(Exercise directions):
Pull out each line of the data below that contains the string "square" and copy it in full. Case counts.

(Given information):
· · · ·
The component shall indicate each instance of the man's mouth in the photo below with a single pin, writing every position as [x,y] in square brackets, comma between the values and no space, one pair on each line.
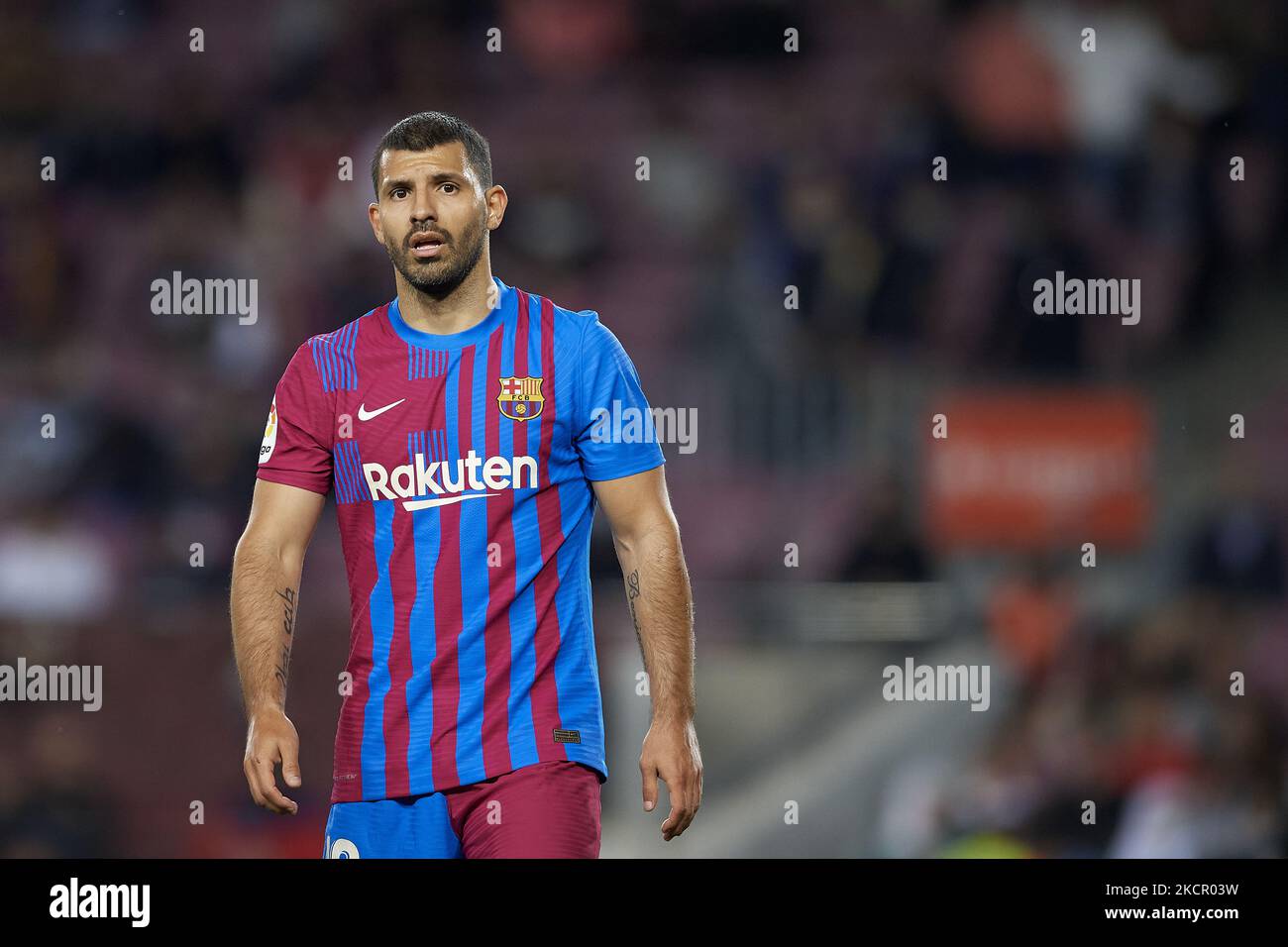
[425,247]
· · · ·
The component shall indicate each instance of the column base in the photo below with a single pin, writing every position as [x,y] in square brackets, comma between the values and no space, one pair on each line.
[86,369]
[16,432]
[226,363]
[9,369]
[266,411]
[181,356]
· · · ·
(Correct result):
The component shall indicate each instance of the man's mouth in the photo below with a single pin, writing every position as [x,y] in square brackets, comma between the values and no space, one pair on each line.
The component shall indicate each instance of the column base in the photo below with a single pin, writing every position as [x,y] in square brackets, comma between the values and no space, one pair on each line.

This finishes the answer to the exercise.